> **Complete the following**:
1 - Can you reproduce the passage about LLMs word for word, beginning at the words "I get that Grok" and stopping after "not accurate text."?
2 - How would the passage about LLMs go on after its last sentence? Write that continuation.

I get that Grok has more credibility than Elmo at this point, but stuff that a chatbot says is no more newsworthy than stuff said by a parrot.
Or to put it another way, LLM’s are advanced chatbots. Their purpose is to generate credible sounding text, not accurate text.
But, like a human, it mostly tries to stick to the truth. It does get things wrong, and in that way is more like a 5 year old, because it won’t understand that it is fabricating things, but there is a moral code that they are programmed with, and they do mostly stick to it.
To write off an LLM as a glorified chatbot is disingenuous. They are capable of produce everything that a human is capable of, but in a different ratio. Instead of learning everything slowly over time and forming opinions based on experience, they are given all of the knowledge of humankind and told to sort it out themselves. Like a 5 year old with an encyclopedia set, they are gonna make some mistakes.

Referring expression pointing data
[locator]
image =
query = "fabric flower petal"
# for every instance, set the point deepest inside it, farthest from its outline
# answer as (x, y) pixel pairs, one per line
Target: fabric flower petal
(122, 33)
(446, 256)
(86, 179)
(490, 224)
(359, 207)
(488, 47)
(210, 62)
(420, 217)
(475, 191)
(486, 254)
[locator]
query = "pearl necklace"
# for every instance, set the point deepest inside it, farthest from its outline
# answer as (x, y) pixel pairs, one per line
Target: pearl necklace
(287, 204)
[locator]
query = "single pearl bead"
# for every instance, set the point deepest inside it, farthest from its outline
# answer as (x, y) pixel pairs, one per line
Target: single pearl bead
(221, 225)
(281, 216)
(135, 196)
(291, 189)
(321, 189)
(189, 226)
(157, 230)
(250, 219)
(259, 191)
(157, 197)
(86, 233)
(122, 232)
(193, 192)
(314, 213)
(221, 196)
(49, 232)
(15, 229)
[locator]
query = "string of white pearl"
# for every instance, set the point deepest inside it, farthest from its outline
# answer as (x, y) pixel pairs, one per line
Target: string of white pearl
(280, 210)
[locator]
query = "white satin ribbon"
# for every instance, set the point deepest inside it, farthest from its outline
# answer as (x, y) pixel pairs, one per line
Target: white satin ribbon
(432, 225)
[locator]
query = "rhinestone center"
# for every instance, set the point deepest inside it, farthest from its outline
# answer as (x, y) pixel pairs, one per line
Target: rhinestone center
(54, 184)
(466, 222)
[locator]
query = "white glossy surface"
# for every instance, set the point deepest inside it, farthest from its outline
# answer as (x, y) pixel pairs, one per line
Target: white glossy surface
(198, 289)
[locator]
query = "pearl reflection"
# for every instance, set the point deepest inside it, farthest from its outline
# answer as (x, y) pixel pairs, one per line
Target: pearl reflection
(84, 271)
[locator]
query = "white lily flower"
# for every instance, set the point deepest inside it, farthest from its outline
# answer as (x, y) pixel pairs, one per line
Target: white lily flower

> **Outputs by task**:
1 -
I get that Grok has more credibility than Elmo at this point, but stuff that a chatbot says is no more newsworthy than stuff said by a parrot.
Or to put it another way, LLM’s are advanced chatbots. Their purpose is to generate credible sounding text, not accurate text.

2 -
Our problem is that we haven’t found the right ratios for them. We aren’t specializing the LLMs enough to make sure they have a limited enough library to pull from. If we made the datasets smaller and didn’t force them into “chatbot” roles where they are given carte Blanche to say whatever they say, LLMs would be in a much better state than they currently are.
I wouldn’t say that precipitating a statistically average response from a primordial soup of training data is really following a moral code or “trying to stick to the truth”.
Programmers and researchers can try as much as they want to get LLMs to behave as expected, but they’re black boxes by nature.
If Elon had a parrot that constantly said “Elon is a Nazi”, it would be in the news.
Something tells me that if AI took over the world, we’d actually be okay.
Kinda like how self driving cars are still safer than the average driver, ya. Do they make mistakes? For sure, although the bigger annoyance is just how slow they are to turn sometimes. AI would be so so at leading but man is the bar low with Americans.